SUPPLIED DATA:
>>

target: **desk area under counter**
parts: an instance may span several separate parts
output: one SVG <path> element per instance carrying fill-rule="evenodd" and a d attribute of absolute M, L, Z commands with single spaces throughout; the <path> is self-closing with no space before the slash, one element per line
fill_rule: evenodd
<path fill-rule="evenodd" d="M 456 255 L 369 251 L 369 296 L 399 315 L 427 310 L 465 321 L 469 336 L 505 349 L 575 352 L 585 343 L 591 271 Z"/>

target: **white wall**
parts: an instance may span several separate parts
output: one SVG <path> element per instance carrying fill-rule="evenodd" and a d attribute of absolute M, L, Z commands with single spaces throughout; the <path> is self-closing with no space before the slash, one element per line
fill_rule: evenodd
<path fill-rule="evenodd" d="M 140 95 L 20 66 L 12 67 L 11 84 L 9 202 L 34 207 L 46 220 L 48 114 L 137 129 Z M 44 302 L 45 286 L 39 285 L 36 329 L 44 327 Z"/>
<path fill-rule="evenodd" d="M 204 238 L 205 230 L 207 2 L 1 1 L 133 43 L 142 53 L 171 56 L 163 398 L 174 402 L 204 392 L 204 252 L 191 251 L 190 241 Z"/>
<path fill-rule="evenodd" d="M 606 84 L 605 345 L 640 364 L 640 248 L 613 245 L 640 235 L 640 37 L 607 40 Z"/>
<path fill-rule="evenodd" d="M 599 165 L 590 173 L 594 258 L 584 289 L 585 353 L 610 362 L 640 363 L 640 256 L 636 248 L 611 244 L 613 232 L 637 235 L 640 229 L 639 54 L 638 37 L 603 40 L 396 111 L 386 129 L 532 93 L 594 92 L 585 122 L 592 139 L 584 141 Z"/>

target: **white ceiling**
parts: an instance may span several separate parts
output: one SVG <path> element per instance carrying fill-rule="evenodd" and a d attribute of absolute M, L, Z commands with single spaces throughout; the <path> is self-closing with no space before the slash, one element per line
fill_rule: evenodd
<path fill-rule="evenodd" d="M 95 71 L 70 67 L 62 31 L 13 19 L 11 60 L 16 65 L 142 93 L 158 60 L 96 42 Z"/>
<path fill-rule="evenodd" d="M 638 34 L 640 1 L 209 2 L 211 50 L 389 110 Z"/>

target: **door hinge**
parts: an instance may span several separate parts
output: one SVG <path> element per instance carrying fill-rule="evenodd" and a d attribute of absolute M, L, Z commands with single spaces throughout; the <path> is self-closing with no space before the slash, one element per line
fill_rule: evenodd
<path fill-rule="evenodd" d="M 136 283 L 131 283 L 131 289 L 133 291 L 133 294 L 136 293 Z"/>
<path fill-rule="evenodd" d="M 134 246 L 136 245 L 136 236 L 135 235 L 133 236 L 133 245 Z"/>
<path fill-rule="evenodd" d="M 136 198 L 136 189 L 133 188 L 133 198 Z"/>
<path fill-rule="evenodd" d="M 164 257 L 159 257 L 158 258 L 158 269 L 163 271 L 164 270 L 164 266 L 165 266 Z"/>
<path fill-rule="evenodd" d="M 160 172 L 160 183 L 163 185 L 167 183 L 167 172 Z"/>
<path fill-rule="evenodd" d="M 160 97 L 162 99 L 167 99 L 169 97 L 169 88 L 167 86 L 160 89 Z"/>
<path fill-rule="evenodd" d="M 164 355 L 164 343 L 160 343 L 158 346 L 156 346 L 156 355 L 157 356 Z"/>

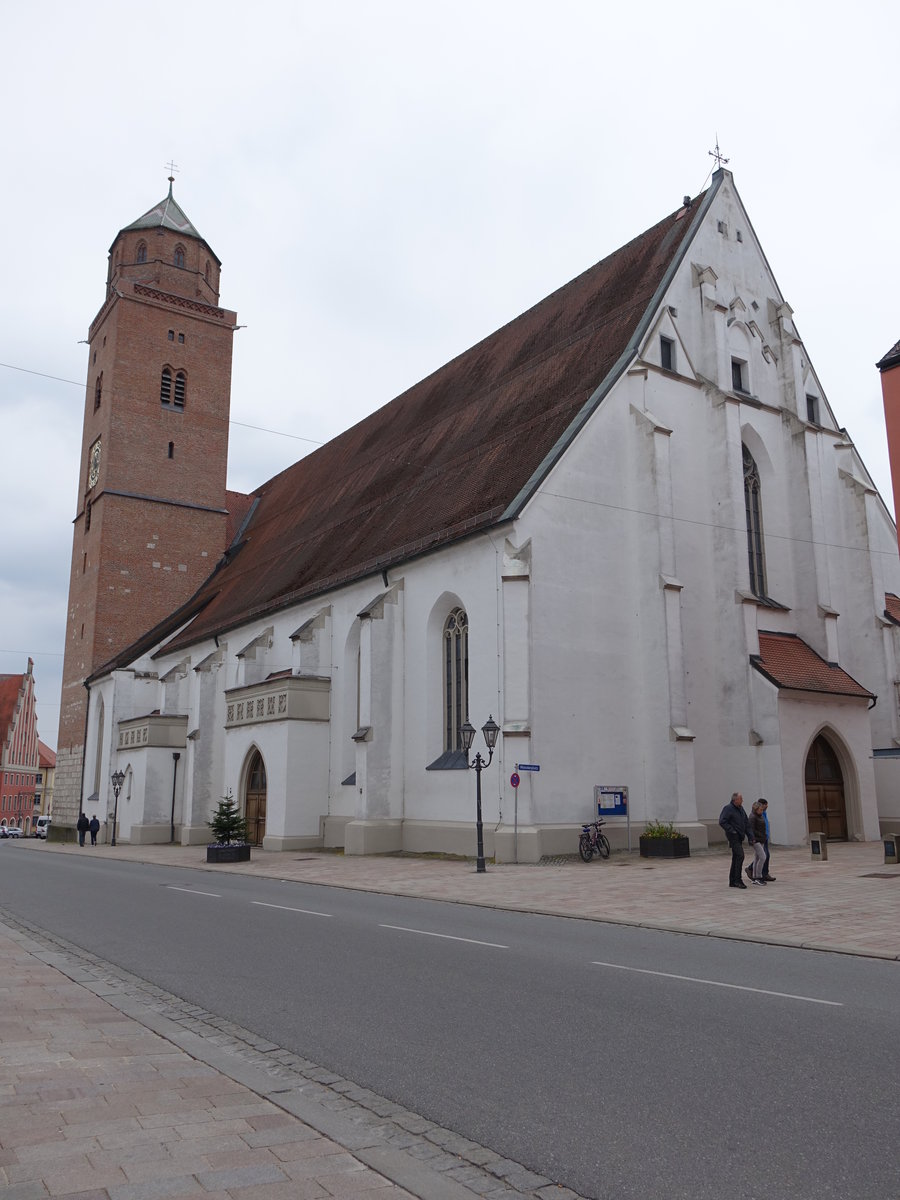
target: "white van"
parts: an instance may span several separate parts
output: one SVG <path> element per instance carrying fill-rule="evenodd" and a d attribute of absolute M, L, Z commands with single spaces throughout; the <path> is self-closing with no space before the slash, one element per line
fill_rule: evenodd
<path fill-rule="evenodd" d="M 50 828 L 50 817 L 38 817 L 34 823 L 34 836 L 46 838 L 47 830 Z"/>

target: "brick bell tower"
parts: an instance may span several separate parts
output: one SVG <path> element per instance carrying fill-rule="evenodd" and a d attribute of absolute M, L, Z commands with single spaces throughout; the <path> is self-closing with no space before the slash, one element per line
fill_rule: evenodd
<path fill-rule="evenodd" d="M 88 333 L 54 829 L 105 794 L 84 771 L 84 679 L 188 600 L 225 550 L 237 314 L 219 307 L 221 263 L 173 182 L 116 236 Z"/>

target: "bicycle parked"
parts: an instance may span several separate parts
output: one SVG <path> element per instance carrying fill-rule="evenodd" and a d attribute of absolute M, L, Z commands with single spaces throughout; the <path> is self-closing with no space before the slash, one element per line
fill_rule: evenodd
<path fill-rule="evenodd" d="M 595 854 L 599 854 L 601 858 L 609 858 L 609 841 L 600 828 L 604 824 L 605 821 L 600 817 L 597 821 L 582 825 L 581 836 L 578 839 L 578 853 L 585 862 L 590 862 Z"/>

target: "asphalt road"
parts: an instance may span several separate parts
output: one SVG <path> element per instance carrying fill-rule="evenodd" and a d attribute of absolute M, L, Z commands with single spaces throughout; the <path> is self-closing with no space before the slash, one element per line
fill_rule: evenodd
<path fill-rule="evenodd" d="M 897 964 L 14 843 L 0 908 L 584 1196 L 900 1196 Z"/>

<<

PROBLEM DETAILS: Copy each line of the listing that holds the word "target".

ANSWER TO THIS EXERCISE:
target: **desk area under counter**
target: **white wall**
target: **white ceiling**
target: **door hinge**
target: "white van"
target: "brick bell tower"
target: "bicycle parked"
target: "asphalt road"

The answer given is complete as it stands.